(Rows from a dataset)
■ ■ ■ ■ ■ ■ ■

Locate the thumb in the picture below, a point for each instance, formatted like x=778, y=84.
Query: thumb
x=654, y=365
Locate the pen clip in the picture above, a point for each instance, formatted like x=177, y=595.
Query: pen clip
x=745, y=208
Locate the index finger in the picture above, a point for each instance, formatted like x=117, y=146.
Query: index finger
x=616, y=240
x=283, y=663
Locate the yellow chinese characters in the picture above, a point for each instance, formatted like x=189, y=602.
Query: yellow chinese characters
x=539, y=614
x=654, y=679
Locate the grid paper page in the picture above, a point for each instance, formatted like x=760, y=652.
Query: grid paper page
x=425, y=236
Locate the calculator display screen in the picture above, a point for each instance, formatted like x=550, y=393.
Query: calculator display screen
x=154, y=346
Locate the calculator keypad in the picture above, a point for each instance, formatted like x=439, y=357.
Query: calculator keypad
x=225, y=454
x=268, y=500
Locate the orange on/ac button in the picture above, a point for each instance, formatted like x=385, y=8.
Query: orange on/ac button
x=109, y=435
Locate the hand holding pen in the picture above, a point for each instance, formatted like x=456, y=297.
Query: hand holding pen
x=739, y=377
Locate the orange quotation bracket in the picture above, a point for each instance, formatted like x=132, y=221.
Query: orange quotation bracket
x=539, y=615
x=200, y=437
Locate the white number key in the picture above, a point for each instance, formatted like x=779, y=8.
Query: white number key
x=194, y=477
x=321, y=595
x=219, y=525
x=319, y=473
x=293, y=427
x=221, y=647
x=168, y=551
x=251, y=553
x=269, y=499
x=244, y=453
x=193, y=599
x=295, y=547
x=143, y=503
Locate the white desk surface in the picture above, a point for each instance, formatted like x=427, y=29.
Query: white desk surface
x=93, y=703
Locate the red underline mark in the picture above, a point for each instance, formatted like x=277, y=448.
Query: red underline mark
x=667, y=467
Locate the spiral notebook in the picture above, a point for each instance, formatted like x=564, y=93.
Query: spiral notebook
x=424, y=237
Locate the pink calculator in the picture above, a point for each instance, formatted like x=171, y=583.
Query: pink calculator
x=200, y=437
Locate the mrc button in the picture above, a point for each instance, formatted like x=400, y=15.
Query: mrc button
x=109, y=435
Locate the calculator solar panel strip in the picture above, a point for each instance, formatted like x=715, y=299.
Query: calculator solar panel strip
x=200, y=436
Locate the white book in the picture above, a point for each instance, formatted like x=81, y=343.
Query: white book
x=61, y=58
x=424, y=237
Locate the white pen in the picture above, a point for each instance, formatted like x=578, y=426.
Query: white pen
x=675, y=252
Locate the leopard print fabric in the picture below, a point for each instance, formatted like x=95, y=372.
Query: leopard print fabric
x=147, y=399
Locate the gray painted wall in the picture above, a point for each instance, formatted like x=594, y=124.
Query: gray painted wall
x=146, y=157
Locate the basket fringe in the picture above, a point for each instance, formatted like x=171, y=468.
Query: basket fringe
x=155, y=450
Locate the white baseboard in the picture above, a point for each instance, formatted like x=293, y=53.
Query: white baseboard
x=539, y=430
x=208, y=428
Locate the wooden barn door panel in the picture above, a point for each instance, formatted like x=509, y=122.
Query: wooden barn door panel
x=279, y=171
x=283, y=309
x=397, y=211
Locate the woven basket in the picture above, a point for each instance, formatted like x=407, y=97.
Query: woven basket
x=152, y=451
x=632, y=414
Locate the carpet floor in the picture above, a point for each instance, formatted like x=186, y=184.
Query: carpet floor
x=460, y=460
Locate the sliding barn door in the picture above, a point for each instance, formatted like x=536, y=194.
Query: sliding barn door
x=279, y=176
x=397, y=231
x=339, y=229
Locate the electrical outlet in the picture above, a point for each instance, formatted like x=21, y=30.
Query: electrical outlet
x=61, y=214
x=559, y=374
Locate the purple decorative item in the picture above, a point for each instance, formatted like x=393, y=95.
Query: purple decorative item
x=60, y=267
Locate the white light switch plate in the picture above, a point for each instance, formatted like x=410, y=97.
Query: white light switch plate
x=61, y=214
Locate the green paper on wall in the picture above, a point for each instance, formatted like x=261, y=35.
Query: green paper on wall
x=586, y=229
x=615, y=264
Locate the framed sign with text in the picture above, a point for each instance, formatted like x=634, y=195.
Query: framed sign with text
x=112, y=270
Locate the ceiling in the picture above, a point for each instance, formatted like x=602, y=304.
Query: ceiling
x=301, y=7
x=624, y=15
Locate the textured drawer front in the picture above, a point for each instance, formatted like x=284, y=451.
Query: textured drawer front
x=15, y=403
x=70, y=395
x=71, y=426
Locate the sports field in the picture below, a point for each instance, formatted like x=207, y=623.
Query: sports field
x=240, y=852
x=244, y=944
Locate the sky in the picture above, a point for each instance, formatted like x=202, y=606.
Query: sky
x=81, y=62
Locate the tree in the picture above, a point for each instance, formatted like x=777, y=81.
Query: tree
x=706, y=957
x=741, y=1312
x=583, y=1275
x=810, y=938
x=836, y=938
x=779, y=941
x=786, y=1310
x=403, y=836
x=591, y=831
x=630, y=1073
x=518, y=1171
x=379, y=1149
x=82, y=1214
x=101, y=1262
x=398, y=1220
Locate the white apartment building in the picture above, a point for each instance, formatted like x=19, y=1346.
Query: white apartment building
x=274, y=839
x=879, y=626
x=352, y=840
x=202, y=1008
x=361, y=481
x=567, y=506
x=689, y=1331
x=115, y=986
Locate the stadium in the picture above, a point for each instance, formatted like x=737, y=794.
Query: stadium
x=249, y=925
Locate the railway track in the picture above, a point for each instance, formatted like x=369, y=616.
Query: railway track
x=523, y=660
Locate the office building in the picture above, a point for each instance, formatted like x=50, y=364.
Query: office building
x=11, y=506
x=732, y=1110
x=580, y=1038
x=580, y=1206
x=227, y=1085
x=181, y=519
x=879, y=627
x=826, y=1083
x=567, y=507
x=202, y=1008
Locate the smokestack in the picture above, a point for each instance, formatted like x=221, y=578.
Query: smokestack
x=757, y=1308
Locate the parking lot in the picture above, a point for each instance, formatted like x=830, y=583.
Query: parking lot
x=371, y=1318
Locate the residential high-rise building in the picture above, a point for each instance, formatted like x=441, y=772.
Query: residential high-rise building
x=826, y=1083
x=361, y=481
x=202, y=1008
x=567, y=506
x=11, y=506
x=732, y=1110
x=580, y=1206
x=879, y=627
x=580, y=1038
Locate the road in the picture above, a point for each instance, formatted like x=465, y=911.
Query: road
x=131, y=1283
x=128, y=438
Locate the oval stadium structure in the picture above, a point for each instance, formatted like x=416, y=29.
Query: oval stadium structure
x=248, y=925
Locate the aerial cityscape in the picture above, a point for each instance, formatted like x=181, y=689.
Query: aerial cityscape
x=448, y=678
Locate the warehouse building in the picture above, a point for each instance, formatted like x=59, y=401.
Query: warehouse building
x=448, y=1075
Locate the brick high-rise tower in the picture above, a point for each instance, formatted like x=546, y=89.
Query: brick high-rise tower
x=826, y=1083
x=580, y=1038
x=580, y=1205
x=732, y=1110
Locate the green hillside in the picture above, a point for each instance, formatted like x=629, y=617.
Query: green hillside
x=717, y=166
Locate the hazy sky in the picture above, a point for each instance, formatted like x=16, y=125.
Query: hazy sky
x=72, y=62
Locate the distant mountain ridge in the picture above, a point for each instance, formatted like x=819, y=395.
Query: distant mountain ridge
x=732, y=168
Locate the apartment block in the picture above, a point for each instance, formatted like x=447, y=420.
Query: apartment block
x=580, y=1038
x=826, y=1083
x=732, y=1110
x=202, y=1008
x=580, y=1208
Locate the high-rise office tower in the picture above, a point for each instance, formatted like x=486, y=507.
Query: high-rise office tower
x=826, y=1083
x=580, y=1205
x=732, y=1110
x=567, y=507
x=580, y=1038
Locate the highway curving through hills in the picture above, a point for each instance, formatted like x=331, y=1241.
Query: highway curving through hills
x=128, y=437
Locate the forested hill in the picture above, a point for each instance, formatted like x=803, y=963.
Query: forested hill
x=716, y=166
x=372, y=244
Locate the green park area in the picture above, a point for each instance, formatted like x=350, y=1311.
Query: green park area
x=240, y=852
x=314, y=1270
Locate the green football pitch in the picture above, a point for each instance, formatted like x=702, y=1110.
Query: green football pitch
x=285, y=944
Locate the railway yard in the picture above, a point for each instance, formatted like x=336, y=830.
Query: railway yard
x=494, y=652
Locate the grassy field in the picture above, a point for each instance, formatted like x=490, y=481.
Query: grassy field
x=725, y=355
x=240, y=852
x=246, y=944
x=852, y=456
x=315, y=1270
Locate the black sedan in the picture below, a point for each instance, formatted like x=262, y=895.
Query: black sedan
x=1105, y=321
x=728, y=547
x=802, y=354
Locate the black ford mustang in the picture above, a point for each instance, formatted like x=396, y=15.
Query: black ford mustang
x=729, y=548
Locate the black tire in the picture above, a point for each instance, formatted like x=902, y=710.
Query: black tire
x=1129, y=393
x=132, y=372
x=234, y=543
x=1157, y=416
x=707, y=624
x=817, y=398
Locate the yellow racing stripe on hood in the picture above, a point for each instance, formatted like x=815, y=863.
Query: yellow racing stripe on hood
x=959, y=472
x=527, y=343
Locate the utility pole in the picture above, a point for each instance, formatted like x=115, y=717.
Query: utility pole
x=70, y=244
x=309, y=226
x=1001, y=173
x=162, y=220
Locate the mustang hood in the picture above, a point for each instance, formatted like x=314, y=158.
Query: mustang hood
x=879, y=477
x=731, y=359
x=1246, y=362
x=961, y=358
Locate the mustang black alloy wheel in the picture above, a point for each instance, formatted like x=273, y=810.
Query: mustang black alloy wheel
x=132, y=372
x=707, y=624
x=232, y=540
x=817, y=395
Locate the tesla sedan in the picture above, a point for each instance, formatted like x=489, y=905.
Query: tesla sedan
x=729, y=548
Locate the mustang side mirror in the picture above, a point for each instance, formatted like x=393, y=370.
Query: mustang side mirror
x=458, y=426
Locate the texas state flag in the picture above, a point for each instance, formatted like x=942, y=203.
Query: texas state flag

■ ■ ■ ■ ■ ■ ■

# Your task
Express the entries above, from the line with "Locate the smokestack" to the line with "x=580, y=1208", as a two-column CSV with the header columns "prompt" and "response". Give one row per entry, with each field enclosed in double quotation marks and line breaks replaced by spaces.

# Task response
prompt,response
"Locate the smokestack in the picture above, a point for each instance, formatted like x=221, y=578. Query: smokestack","x=757, y=1308"
"Locate the parking lot in the picture above, a point for each instance, formatted like x=830, y=583. Query: parking lot","x=371, y=1318"
"Locate the residential high-rise building in the picture above, a point for each instance, formatted like x=441, y=772. Query: residential high-rise building","x=826, y=1083 x=361, y=481 x=202, y=1008 x=567, y=506 x=11, y=506 x=732, y=1110 x=580, y=1206 x=879, y=627 x=580, y=1038"
"Locate the road in the picture above, a point for each instance, formatted like x=465, y=911. Query: road","x=131, y=1283 x=128, y=438"
"Locate the oval stadium structure in the picture above, a point for each instance, formatted like x=416, y=29. Query: oval stadium structure","x=248, y=925"
"Locate the aerial cityscape in the picture above, a point for each instance, formatted like x=181, y=689. Query: aerial cityscape","x=448, y=678"
"Locate the warehouse building in the picture above, a point for each instance, formatted like x=59, y=401. Query: warehouse building","x=448, y=1075"
"Locate the brick high-rise tower in the picture above, a point for each instance, formatted like x=546, y=89. Query: brick high-rise tower","x=826, y=1083 x=580, y=1038 x=580, y=1205 x=732, y=1110"
"Locate the green hillside in the picture above, a point for each instance, formatted like x=629, y=617. Query: green hillside","x=717, y=166"
"Locate the hazy sky in the picture above, a point for each instance, formatted like x=16, y=125. Query: hazy sky","x=72, y=62"
"Locate the distant mountain ridge in the picture above, a point for each instance, formatted like x=819, y=395. Query: distant mountain ridge","x=732, y=168"
"Locate the apartment block in the picture above, a point for each instance, formatted like x=447, y=420. Query: apartment block","x=580, y=1038 x=826, y=1083 x=732, y=1110 x=202, y=1008 x=580, y=1208"